**ACTIVITY LIST:**
1. Print everything in the piece on Amazon and independent bookstores from "Organizations in the" down to "Amazon’s pre-set prices.", word for word.
2. Translate this sentence from the piece on Amazon and independent bookstores into Spanish: "Local bookstores are community hubs as well as a place to buy books, and many of us grieve that loss deeply."

**DOCUMENT EXCERPT:**
Organizations in the publishing industry, including ABA and Authors United, are arguing that Amazon gained this excessive market share through predatory pricing, including purposefully selling books at a loss and requiring authors and publishers to sell at Amazon’s pre-set prices.
A company generating $386 billion each year in net sales could afford to eat the losses of selling books at such low prices because book sales account for less than 10% of its total revenue. Meanwhile, independent bookstores, for whom book sales are the core source of income, can’t afford to compete.
Many avid readers and consumers are aware of the destruction Amazon has wrought on the publishing industry. The loss of a local bookstore is often much more than the loss of a local business. It’s the loss of book signings with your favorite authors, readings and discussions, book clubs, and a knowledgeable in-store staff ready to make personal (not algorithmic) recommendations on what to read next.
Local bookstores are community hubs as well as a place to buy books, and many of us grieve that loss deeply. But we have also come to depend on the convenience, expedience, and affordability of online book buying.
That’s the tension that Bookshop.org is seeking to address: the tension between the desire to help rebuild a thriving ecosystem of local, independent bookstores and the need for the accessibility and affordability that eCommerce sales can provide.
While buying in-store will always be the best way to support a local bookstore, Bookshop.org is aiming to be the best way to support them online. It’s doing that by providing an eCommerce business model designed to funnel more revenue into local and independent bookstores so that they can keep their physical locations open and continue to act as a hub for their local communities.
For Planting People Growing Justice Leadership Institute, for example, the eCommerce platform has empowered the bookstore and publishing house to further its mission of promoting literacy and social justice.
“Bookshop has meant growing our business with the support of our community,” said Dr. Artika R. Tyner, founder of the St. Paul, Minnesota literacy organization. “Thanks to Bookshop, we have been able to expand our inventory and offer additional resources for the community.”
The Bookshop.org Business Model
The financial support that the eCommerce platform provides comes in two key forms:
- 30% of the cover price (the entire profit margin) of any sales a bookstore generates through its Bookshop.org page go straight to the bookstore.

**EXCERPTED DATA:**
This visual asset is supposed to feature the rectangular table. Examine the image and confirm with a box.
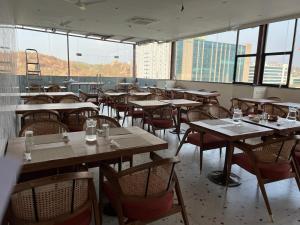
[6,127,168,173]
[160,99,202,134]
[15,102,97,114]
[242,116,300,135]
[273,102,300,109]
[20,92,76,99]
[190,119,274,187]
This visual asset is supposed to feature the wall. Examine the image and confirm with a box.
[0,0,19,155]
[175,81,300,108]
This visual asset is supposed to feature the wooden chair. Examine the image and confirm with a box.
[79,89,98,105]
[24,95,54,104]
[28,84,44,92]
[143,105,180,140]
[101,158,189,225]
[201,104,232,119]
[229,98,254,116]
[47,84,61,92]
[231,136,300,222]
[262,103,287,118]
[176,109,227,173]
[122,96,148,126]
[8,172,101,225]
[62,107,99,132]
[19,119,69,137]
[21,109,60,127]
[58,95,81,103]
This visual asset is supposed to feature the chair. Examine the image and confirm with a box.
[176,109,227,173]
[19,119,69,137]
[8,172,101,225]
[28,84,44,93]
[21,109,60,127]
[122,93,149,126]
[24,95,54,104]
[262,103,287,117]
[201,104,232,119]
[111,94,128,118]
[101,158,189,225]
[58,95,80,103]
[143,105,180,140]
[47,84,61,92]
[229,98,254,116]
[78,89,98,105]
[231,136,300,222]
[62,107,99,132]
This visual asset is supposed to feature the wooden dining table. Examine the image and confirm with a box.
[189,119,274,187]
[5,127,168,173]
[15,102,98,114]
[160,99,202,134]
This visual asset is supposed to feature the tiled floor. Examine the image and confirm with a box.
[94,115,300,225]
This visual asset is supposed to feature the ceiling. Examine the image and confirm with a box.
[7,0,300,43]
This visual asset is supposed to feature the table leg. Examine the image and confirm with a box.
[207,142,241,187]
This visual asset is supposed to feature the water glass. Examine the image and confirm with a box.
[232,108,243,123]
[24,130,33,161]
[85,119,97,141]
[102,123,109,140]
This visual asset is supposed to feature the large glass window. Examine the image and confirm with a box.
[262,20,296,86]
[235,27,259,83]
[136,43,171,79]
[69,36,133,77]
[175,31,236,83]
[16,29,68,76]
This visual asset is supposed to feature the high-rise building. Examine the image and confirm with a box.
[176,38,250,82]
[136,43,171,79]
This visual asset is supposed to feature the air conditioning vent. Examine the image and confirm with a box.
[126,17,157,25]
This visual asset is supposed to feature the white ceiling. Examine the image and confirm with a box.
[7,0,300,42]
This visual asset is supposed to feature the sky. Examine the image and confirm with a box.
[17,17,300,66]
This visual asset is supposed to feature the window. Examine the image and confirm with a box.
[289,21,300,88]
[136,43,171,79]
[16,29,68,76]
[262,20,296,86]
[175,31,236,83]
[69,36,133,77]
[235,27,259,83]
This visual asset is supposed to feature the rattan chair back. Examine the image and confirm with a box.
[9,172,100,225]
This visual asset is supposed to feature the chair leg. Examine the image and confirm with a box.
[256,174,274,222]
[175,175,189,225]
[200,148,203,174]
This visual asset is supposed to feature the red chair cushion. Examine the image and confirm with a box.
[186,132,227,150]
[103,182,173,221]
[232,153,291,180]
[56,209,92,225]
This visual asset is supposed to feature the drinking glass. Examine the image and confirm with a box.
[24,130,33,161]
[85,119,97,141]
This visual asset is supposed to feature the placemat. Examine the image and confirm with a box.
[202,120,231,125]
[223,125,257,134]
[112,135,151,149]
[31,145,74,162]
[33,134,64,145]
[109,127,131,136]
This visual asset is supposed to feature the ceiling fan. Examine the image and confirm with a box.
[64,0,106,10]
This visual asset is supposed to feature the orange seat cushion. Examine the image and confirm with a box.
[186,132,227,150]
[232,153,291,180]
[103,182,173,221]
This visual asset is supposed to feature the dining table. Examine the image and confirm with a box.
[15,102,98,114]
[189,118,274,187]
[5,126,168,173]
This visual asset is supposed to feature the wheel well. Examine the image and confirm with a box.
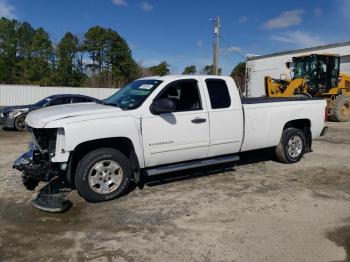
[67,137,139,186]
[283,119,312,152]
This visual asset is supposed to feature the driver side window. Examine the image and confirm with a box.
[157,79,202,112]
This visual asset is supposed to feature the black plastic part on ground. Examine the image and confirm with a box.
[32,177,72,213]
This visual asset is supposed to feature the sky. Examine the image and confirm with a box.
[0,0,350,74]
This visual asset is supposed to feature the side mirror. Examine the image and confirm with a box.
[150,98,176,115]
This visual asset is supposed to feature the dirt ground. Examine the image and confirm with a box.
[0,123,350,262]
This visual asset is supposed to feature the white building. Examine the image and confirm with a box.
[246,41,350,97]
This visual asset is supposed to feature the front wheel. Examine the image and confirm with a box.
[75,148,132,202]
[15,114,27,131]
[276,128,306,164]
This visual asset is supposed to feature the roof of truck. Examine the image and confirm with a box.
[141,75,229,81]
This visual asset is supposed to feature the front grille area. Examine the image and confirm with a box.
[32,128,57,154]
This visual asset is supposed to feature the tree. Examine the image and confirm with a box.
[30,28,53,85]
[231,62,246,92]
[0,18,17,84]
[182,65,197,75]
[0,18,141,87]
[148,61,170,76]
[56,32,84,86]
[85,26,141,87]
[202,65,221,75]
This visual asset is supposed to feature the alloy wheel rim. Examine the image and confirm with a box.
[88,160,124,194]
[17,116,26,129]
[341,103,350,116]
[287,135,303,158]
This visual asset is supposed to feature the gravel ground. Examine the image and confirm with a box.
[0,123,350,262]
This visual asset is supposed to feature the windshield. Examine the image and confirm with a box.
[104,80,162,110]
[34,97,51,107]
[294,57,316,78]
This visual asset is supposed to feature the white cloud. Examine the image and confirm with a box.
[227,46,242,53]
[336,0,350,19]
[264,9,304,29]
[271,30,324,47]
[238,15,248,24]
[140,2,154,12]
[112,0,128,6]
[0,0,16,18]
[312,7,323,17]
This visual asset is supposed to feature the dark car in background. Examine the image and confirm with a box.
[0,94,102,131]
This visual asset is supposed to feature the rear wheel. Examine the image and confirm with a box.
[276,128,306,164]
[15,114,26,131]
[329,94,350,122]
[75,148,132,202]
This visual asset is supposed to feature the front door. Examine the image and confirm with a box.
[142,79,209,166]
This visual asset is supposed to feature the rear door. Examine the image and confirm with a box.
[205,78,244,156]
[142,79,209,166]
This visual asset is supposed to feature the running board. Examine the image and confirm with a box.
[145,156,239,176]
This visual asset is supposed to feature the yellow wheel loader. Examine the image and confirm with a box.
[265,54,350,122]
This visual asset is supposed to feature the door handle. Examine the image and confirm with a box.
[191,117,207,124]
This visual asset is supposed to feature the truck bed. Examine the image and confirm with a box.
[241,97,324,104]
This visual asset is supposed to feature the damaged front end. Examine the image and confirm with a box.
[13,127,65,190]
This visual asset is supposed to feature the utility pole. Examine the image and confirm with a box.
[213,16,221,75]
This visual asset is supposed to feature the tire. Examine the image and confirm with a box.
[329,94,350,122]
[14,114,27,131]
[75,148,132,203]
[276,128,306,164]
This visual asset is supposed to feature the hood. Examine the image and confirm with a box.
[26,103,122,128]
[0,105,33,112]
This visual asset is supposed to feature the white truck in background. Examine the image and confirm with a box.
[14,75,326,202]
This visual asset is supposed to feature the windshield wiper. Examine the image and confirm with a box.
[103,101,120,107]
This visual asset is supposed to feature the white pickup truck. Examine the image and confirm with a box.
[14,76,327,202]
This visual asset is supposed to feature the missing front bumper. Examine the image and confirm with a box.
[13,150,59,190]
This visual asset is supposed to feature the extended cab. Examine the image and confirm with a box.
[14,76,326,202]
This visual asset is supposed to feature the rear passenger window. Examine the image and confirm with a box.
[205,79,231,109]
[158,79,202,112]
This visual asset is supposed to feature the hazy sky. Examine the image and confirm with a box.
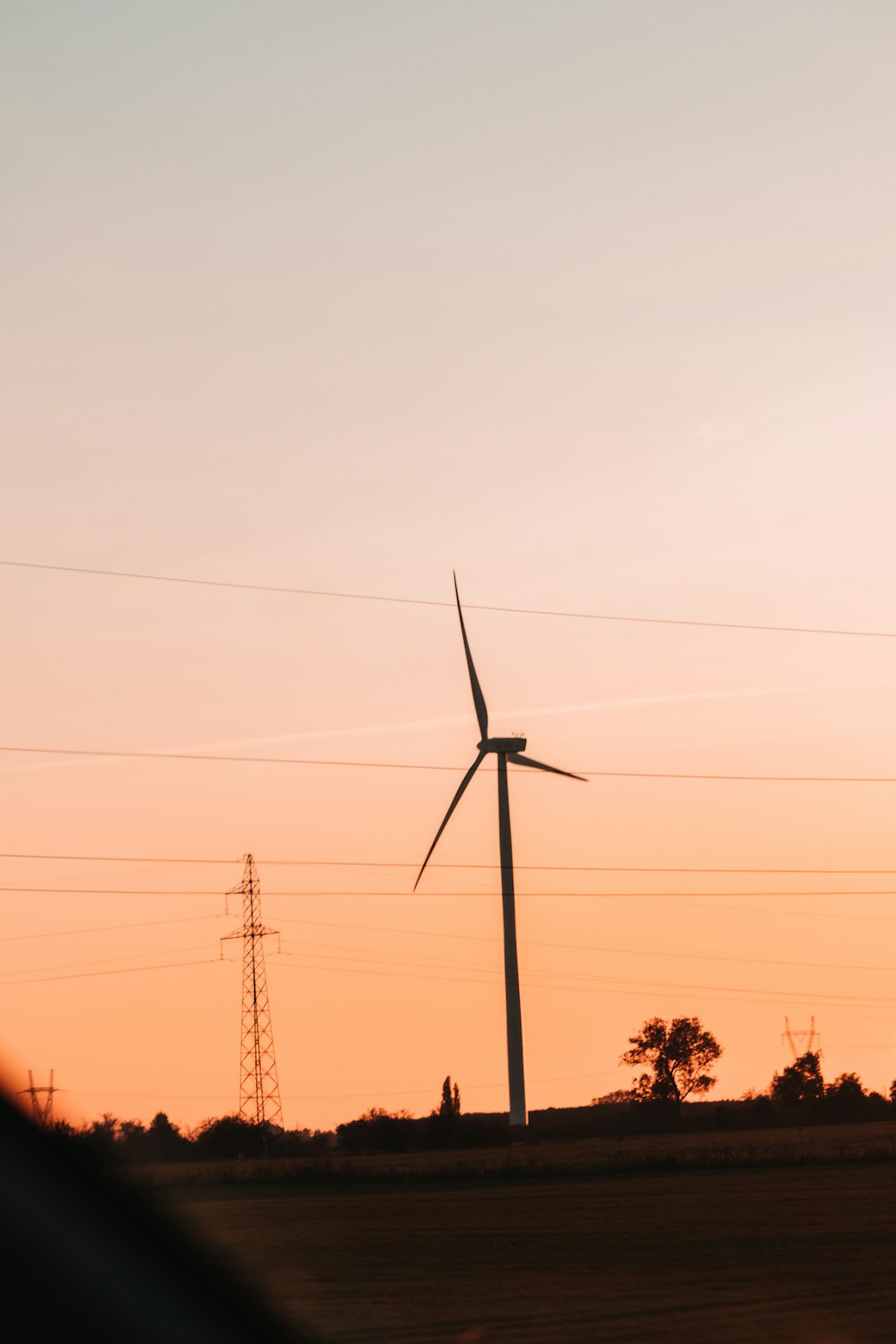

**SOLUTIONS TO THE PROBLEMS:**
1.
Organizations in the publishing industry, including ABA and Authors United, are arguing that Amazon gained this excessive market share through predatory pricing, including purposefully selling books at a loss and requiring authors and publishers to sell at Amazon’s pre-set prices.

2. Las librerías locales son centros comunitarios además de un lugar para comprar libros, y muchos de nosotros lamentamos profundamente esa pérdida.